# Short exercise
List every line of the material below that contains the word "apple". Matching is case-sensitive.

** Begin Material for this exercise **

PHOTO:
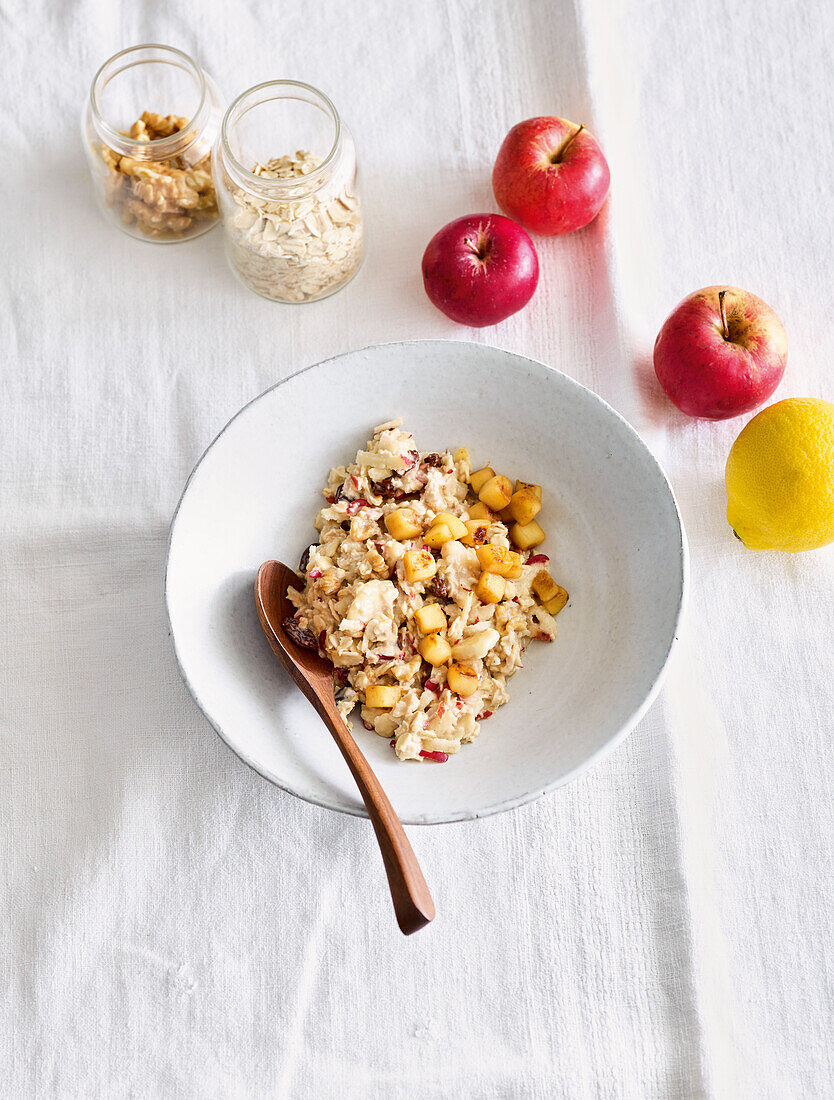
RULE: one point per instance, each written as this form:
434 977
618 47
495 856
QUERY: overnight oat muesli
424 591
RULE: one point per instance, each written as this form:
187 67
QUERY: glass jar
285 168
152 172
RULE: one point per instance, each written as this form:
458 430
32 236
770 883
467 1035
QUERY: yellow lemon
780 477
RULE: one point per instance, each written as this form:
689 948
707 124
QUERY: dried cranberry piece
302 637
390 490
439 587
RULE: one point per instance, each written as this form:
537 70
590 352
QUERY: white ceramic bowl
614 538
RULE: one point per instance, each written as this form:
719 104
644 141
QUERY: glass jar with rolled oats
285 167
149 125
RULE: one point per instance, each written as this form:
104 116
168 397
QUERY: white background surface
172 925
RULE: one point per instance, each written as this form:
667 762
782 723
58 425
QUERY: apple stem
724 329
563 147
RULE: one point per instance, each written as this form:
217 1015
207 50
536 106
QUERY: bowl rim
513 803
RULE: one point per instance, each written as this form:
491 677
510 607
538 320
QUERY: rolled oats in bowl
424 590
293 222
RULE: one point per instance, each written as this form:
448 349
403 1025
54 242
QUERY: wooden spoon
314 674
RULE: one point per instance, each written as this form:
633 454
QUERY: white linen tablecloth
174 926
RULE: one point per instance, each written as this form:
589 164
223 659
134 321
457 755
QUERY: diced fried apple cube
403 524
526 536
382 695
490 587
476 531
419 565
480 477
545 586
429 618
462 680
480 510
496 493
495 559
437 535
524 506
435 649
555 605
536 490
515 567
454 524
551 595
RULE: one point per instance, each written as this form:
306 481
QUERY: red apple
550 175
721 352
480 270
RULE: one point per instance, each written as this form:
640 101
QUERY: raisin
439 587
304 638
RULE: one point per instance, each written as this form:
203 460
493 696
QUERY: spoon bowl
314 674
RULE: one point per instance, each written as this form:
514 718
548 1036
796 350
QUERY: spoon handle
413 903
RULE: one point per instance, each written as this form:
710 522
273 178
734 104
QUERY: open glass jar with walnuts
285 168
149 125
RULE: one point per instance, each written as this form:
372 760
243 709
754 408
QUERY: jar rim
163 147
250 179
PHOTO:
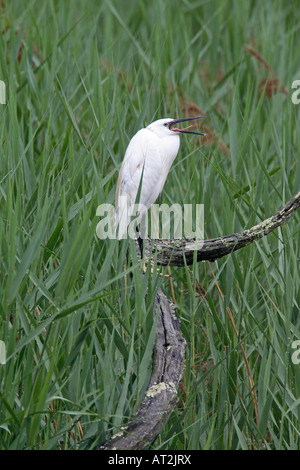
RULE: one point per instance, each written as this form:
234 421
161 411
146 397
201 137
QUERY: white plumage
150 153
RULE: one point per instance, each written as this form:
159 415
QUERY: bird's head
167 127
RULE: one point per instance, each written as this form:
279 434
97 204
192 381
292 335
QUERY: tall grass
81 79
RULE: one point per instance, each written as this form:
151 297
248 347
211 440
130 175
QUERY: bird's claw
144 267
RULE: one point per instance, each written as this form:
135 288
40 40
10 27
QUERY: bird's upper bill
184 131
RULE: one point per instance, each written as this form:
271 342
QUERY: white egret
150 154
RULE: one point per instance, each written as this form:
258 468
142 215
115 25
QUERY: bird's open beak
184 131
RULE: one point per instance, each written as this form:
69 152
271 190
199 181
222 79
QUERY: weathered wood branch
181 252
169 348
161 396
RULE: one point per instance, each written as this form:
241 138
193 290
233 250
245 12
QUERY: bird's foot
144 267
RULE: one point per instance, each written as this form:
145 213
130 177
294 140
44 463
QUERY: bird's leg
145 259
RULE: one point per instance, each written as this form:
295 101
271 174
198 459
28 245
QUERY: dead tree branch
169 348
181 252
161 396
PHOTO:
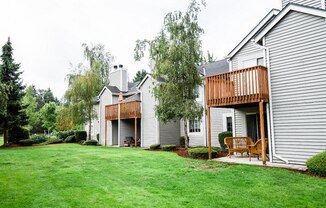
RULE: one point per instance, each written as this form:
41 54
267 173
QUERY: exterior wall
298 82
312 3
105 99
170 133
149 130
247 52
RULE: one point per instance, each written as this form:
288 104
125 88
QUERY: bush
80 135
39 138
64 134
201 153
182 141
70 139
169 147
90 142
317 164
16 134
26 142
155 146
221 137
53 140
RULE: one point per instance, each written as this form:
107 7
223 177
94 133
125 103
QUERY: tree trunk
185 126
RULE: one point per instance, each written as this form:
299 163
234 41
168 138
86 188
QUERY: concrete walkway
245 160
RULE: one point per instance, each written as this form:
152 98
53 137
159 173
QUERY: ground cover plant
72 175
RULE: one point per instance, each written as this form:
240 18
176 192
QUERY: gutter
270 101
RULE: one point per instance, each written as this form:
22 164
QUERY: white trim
272 13
287 9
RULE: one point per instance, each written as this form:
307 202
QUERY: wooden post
136 132
209 133
262 131
106 129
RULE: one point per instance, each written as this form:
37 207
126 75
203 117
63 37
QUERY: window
194 126
229 124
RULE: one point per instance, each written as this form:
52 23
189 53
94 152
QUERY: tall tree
49 115
176 52
10 77
140 75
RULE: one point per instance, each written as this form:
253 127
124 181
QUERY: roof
214 68
262 24
290 7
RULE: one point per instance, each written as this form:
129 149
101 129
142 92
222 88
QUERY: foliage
64 134
221 137
12 86
49 115
169 147
26 142
39 138
182 141
201 153
80 135
176 52
317 164
140 75
90 142
75 176
16 134
155 146
70 139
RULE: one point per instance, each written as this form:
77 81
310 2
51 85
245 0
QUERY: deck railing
128 110
242 86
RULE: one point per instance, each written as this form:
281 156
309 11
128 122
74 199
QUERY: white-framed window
194 126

** End Material for this exercise **

# Response
QUERY: apple stem
QUERY: diced fried apple cube
QUERY: red apple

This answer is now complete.